◆ Text shown:
OpenSSL however brings its own problems:

  • While dynamically linking it reduces the binary size, it also makes cross-compilation more difficult. I really don't want to start providing pre-compiled static libraries of OpenSSL for different platforms, as that is A) more work for us B) less secure compared to using a package from a trusted source
  • OpenSSL's error handling mechanism relies on thread-local state, and from searching around the only sensible way of dealing with this is to clear the errors before every OpenSSL call. This, combined with Inko's scheduler, makes using OpenSSL very fragile. Even without the scheduler, the thread-local error queue mechanism is horrible to work with
  • If I'm not mistaken, OpenSSL by default also enables insecure algorithms (e.g. TLS 1.1 and older), requiring you to explicitly set a minimum version. This is doable, but I worry there are other parts where it's making the wrong/outdated decisions. That is, using OpenSSL feels like walking through a minefield

My current thought is that we can do the following:

  • Polling sockets is exposed through an external runtime function (the above sketch already relies/makes use of that)
  • All TLS code is moved into a separate crate that basically acts as a C wrapper around rustls. We then handle WouldBlock errors in the standard library
  • If std.net.tls is imported, we have to somehow inject the static library produced by this crate. What we could do is name this e.g. libinkotls and when we detect import extern "inkotls" we ensure we always import the static library, instead of searching the system libraries

Using this approach we should be able to offer a safe TLS setup, without messing around with OpenSSL, and without always increasing the executable sizes.

With that said, I'm not sure a 6 MiB increase is really worth the trouble, so I'll need to think about this for a bit.

yorickpeterse avatar Jul 18 '24 16:07 yorickpeterse

Dumping some OpenSSL related resources:

  • https://github.com/openssl/openssl/issues/3033
  • https://codereview.stackexchange.com/questions/108600/complete-async-openssl-example
  • https://stackoverflow.com/questions/18179128/how-to-manage-the-error-queue-in-openssl-ssl-get-error-and-err-get-error
  • https://stackoverflow.com/questions/37980798/openssl-error-handling
  • https://github.com/openssl/openssl/discussions/23025
  • https://github.com/openssl/openssl/issues/23451
  • https://hynek.me/articles/apple-openssl-verification-surprises/

yorickpeterse avatar Jul 18 '24 16:07 yorickpeterse

Regarding splitting libraries, I think that might actually make things worse: Rust doesn't have a stable ABI, so the separate TLS crate producing libinkotls.a would have to include the standard library as well. The result is that we end up linking with two .a libraries both including the exact same standard library code, resulting in an executable that's actually larger than when using a single library.

◆ Data provided:

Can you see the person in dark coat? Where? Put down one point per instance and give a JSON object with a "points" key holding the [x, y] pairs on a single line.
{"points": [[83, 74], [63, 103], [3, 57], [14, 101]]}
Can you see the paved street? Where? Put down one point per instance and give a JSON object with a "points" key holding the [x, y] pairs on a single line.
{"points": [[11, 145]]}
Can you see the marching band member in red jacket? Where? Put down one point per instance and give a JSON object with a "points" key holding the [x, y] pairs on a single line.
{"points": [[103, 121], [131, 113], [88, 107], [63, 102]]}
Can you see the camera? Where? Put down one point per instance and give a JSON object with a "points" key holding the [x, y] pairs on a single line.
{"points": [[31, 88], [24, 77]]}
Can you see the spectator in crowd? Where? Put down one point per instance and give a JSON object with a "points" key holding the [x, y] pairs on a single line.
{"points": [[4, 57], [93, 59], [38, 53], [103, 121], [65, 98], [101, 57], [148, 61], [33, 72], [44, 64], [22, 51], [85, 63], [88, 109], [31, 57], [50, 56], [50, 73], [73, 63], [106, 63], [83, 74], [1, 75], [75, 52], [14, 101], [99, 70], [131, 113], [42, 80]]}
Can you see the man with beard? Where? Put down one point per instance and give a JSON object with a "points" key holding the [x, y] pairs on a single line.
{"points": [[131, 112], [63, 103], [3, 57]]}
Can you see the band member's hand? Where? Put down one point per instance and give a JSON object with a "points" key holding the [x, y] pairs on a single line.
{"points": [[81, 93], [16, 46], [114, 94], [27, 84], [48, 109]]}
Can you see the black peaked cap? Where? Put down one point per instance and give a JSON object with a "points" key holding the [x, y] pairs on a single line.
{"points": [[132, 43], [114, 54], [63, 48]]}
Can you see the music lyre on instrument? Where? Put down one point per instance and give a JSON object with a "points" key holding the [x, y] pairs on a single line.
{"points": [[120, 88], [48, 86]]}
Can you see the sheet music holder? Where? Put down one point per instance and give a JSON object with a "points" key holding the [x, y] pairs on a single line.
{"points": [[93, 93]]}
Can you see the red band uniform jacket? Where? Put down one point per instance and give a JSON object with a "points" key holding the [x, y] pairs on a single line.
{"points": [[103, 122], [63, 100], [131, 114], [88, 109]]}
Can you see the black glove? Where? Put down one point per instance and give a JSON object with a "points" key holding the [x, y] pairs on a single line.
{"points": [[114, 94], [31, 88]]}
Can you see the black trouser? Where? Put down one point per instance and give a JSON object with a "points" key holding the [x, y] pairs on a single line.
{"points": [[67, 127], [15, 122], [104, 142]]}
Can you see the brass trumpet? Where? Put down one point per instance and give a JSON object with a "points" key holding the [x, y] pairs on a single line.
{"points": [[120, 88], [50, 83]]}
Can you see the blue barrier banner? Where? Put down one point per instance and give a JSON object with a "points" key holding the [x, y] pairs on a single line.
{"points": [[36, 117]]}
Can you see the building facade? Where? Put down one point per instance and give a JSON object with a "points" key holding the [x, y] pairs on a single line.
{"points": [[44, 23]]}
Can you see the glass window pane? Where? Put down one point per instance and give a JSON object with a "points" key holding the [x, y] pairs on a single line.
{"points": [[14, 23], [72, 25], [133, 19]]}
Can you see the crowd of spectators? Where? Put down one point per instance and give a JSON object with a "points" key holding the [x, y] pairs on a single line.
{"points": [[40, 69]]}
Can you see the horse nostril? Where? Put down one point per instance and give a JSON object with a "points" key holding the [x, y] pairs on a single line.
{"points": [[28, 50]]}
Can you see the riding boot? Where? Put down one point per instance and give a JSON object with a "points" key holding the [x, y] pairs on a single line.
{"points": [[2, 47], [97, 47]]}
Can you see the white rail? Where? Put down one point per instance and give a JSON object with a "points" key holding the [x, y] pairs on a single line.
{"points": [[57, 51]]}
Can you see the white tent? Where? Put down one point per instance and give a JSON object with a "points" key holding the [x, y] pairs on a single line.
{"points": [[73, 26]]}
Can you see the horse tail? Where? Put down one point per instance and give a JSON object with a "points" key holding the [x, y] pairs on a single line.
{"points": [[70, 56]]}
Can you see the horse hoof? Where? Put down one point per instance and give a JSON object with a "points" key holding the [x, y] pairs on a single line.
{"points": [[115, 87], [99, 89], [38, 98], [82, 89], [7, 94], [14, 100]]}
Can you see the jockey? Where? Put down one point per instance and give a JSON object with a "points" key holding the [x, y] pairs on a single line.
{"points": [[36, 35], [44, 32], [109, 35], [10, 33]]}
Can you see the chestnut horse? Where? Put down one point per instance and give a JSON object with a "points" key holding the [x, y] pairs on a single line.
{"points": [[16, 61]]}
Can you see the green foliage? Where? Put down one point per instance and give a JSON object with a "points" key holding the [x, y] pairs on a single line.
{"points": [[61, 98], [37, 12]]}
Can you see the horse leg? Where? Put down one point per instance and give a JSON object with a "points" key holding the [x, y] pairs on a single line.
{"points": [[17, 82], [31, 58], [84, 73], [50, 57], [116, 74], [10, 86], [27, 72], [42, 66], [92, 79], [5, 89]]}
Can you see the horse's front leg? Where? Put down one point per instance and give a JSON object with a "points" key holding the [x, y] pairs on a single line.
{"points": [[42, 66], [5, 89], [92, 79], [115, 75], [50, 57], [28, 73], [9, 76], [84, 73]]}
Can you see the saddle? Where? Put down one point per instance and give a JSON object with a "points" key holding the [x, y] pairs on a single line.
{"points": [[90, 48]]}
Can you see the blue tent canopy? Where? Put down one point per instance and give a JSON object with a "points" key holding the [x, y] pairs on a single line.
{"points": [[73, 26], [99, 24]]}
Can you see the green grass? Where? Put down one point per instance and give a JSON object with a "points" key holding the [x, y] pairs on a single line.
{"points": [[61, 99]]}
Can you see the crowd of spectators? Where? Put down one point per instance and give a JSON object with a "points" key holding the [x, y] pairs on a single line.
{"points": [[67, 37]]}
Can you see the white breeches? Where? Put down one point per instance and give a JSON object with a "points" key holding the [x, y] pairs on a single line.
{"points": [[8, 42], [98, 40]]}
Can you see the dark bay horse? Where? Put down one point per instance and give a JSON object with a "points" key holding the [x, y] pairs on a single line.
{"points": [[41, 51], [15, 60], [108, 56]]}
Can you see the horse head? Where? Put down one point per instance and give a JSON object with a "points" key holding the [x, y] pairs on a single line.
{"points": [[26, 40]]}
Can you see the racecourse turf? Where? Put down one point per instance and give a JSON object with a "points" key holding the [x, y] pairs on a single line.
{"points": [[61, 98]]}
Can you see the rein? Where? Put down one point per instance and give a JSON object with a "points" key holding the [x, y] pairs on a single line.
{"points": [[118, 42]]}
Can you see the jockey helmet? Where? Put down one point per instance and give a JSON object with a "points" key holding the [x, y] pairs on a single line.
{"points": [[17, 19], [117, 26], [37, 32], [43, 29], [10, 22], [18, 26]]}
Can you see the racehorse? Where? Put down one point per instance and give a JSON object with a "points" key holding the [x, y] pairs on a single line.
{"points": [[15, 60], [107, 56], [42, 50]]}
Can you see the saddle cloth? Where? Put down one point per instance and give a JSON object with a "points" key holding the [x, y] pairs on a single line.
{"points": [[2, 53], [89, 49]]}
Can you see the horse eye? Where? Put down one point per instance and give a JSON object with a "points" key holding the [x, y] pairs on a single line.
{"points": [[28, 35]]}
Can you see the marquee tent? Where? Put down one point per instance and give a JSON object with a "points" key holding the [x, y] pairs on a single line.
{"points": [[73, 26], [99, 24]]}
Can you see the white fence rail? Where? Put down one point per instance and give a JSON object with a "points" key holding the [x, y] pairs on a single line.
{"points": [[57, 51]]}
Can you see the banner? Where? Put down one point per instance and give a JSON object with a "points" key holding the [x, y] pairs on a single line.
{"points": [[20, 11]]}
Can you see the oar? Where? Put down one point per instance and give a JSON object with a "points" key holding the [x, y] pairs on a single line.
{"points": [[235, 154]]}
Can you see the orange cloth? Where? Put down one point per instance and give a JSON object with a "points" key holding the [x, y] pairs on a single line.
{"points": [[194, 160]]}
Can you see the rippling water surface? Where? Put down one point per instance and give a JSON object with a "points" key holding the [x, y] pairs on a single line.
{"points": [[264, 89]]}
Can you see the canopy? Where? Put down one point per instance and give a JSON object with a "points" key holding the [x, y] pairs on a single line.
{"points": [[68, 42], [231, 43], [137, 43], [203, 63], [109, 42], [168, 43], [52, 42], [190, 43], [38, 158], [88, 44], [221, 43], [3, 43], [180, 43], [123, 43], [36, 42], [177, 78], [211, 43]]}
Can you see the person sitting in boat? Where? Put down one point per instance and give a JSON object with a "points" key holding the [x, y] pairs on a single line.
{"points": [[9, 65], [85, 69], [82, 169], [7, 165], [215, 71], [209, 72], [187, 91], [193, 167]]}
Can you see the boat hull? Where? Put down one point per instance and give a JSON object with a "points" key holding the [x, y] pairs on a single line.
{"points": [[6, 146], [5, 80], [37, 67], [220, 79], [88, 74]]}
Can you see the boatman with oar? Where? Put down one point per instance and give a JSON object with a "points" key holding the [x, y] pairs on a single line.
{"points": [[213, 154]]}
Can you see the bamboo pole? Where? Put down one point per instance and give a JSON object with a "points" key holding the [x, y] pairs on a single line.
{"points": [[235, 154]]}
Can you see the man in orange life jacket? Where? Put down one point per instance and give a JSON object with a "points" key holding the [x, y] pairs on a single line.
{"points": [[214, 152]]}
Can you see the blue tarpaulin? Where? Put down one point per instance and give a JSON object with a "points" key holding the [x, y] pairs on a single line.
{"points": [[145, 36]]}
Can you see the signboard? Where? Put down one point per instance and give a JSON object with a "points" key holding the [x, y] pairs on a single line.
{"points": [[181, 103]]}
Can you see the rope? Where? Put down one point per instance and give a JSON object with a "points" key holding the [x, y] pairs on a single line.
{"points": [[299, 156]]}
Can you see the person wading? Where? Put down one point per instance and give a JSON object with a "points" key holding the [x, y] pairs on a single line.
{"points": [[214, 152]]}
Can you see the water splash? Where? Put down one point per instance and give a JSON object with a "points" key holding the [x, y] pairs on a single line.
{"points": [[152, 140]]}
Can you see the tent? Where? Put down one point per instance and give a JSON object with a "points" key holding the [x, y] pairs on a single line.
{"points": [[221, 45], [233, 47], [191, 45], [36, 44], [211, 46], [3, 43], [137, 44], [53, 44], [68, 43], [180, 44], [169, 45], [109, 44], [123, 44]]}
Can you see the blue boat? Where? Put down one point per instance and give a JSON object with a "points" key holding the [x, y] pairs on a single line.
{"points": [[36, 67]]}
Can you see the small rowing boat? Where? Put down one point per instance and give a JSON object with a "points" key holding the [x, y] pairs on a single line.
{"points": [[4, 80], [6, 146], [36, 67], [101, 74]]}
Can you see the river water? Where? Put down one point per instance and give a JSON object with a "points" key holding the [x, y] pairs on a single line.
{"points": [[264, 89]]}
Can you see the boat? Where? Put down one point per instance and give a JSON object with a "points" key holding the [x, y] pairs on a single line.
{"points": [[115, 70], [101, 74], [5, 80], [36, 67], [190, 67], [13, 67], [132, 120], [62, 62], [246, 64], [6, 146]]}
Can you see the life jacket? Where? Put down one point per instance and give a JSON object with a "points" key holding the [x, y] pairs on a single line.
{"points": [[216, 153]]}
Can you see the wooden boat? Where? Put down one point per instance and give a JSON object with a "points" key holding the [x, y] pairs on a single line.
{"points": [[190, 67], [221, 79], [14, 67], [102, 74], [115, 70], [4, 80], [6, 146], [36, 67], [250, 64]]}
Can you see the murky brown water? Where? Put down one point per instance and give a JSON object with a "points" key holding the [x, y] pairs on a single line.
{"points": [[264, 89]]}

◆ To-do list:
1) Answer these from the TLS thread above:
(a) Which TLS versions does the thread say OpenSSL enables by default?
(b) What name is suggested for the static library built from the separate TLS crate?
(c) Why would the separate TLS crate's library have to include the Rust standard library?
2) Update the TLS thread from "My current thought" up to and including "this for a bit.", replacing "libinkotls" with "libinko_tls", and give that part again.

◆ Replies:
1)
(a) TLS 1.1 and older.
(b) libinkotls.
(c) Because Rust doesn't have a stable ABI.

2)
My current thought is that we can do the following:

  • Polling sockets is exposed through an external runtime function (the above sketch already relies/makes use of that)
  • All TLS code is moved into a separate crate that basically acts as a C wrapper around rustls. We then handle WouldBlock errors in the standard library
  • If std.net.tls is imported, we have to somehow inject the static library produced by this crate. What we could do is name this e.g. libinko_tls and when we detect import extern "inkotls" we ensure we always import the static library, instead of searching the system libraries

Using this approach we should be able to offer a safe TLS setup, without messing around with OpenSSL, and without always increasing the executable sizes.

With that said, I'm not sure a 6 MiB increase is really worth the trouble, so I'll need to think about this for a bit.